Data extracted from a collection:
━━━━━━━━━━━━━━━━

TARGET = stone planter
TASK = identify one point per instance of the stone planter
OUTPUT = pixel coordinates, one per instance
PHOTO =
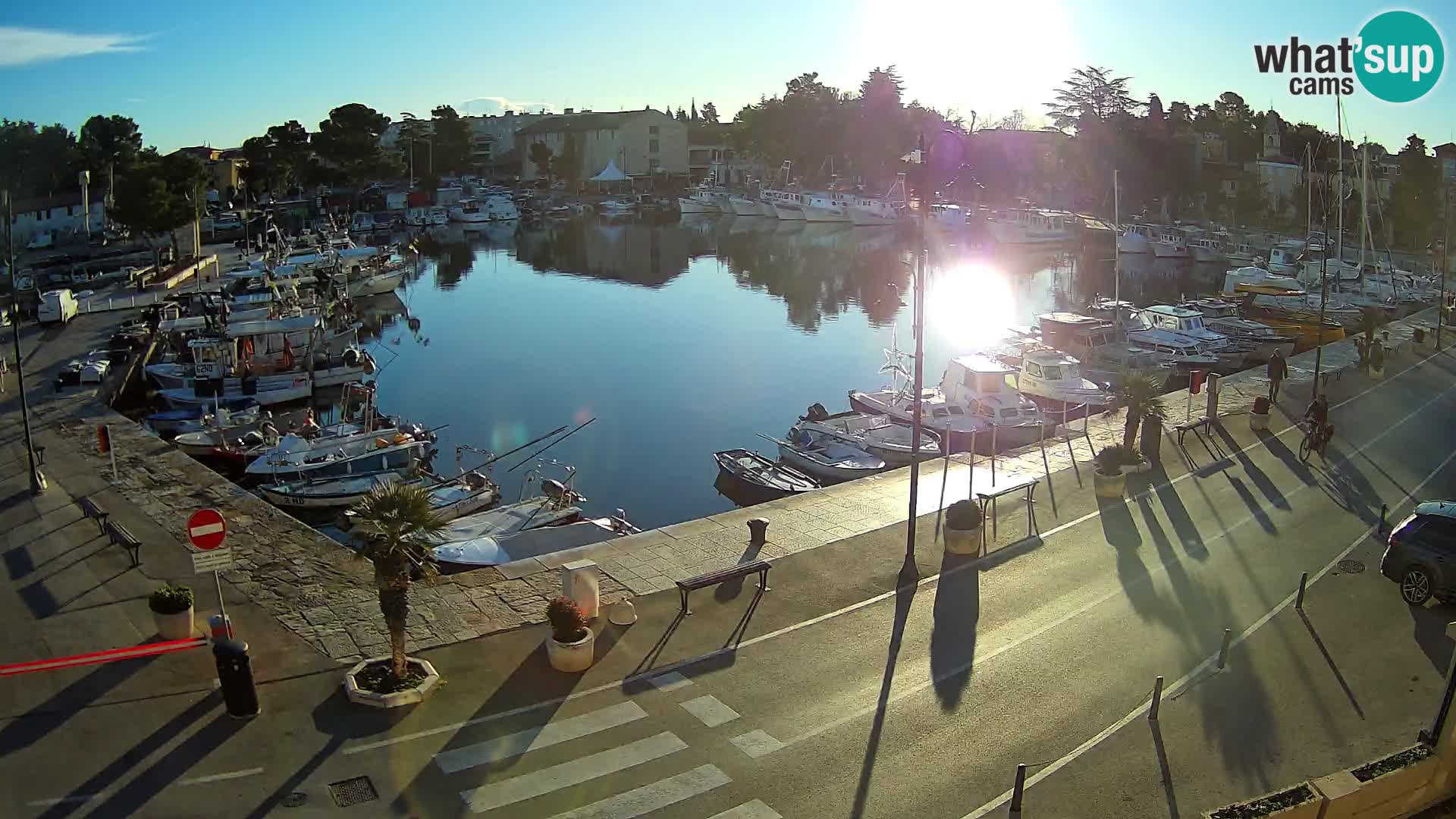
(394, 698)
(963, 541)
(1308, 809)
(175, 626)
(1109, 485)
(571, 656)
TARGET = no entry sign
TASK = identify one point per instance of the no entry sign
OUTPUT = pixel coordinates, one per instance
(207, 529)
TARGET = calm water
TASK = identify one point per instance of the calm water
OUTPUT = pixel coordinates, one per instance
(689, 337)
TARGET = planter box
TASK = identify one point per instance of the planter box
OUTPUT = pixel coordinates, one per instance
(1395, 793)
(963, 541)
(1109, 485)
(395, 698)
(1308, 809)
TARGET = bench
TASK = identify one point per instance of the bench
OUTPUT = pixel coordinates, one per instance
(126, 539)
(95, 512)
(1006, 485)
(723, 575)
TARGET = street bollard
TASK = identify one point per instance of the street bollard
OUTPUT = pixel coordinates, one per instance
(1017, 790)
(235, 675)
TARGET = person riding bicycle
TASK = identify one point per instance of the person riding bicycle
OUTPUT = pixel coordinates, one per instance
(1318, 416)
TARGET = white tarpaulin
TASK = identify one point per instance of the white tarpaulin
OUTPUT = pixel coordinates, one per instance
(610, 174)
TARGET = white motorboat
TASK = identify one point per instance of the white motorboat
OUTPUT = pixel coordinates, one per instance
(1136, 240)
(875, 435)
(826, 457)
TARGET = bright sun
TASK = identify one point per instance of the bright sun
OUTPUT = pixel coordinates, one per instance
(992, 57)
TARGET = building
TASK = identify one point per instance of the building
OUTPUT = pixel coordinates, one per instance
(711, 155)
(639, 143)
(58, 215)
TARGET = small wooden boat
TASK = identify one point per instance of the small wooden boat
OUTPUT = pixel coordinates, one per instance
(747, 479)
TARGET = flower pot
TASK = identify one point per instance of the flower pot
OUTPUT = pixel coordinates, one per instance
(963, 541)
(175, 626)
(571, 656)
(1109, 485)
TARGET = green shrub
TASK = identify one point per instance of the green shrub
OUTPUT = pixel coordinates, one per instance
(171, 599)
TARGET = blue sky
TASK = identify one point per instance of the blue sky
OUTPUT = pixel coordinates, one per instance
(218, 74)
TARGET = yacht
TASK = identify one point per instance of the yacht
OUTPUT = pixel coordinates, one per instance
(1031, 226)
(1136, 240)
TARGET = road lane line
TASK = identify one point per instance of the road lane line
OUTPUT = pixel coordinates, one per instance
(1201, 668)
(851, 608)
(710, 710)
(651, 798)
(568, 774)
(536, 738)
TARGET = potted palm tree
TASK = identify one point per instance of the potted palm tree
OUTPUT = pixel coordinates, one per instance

━━━━━━━━━━━━━━━━

#### Exercise description
If a line in the records contains the word "small", copy it.

#### Result of this task
TARGET = small wooden boat
TASK = identify one point per instance of the small wooden boat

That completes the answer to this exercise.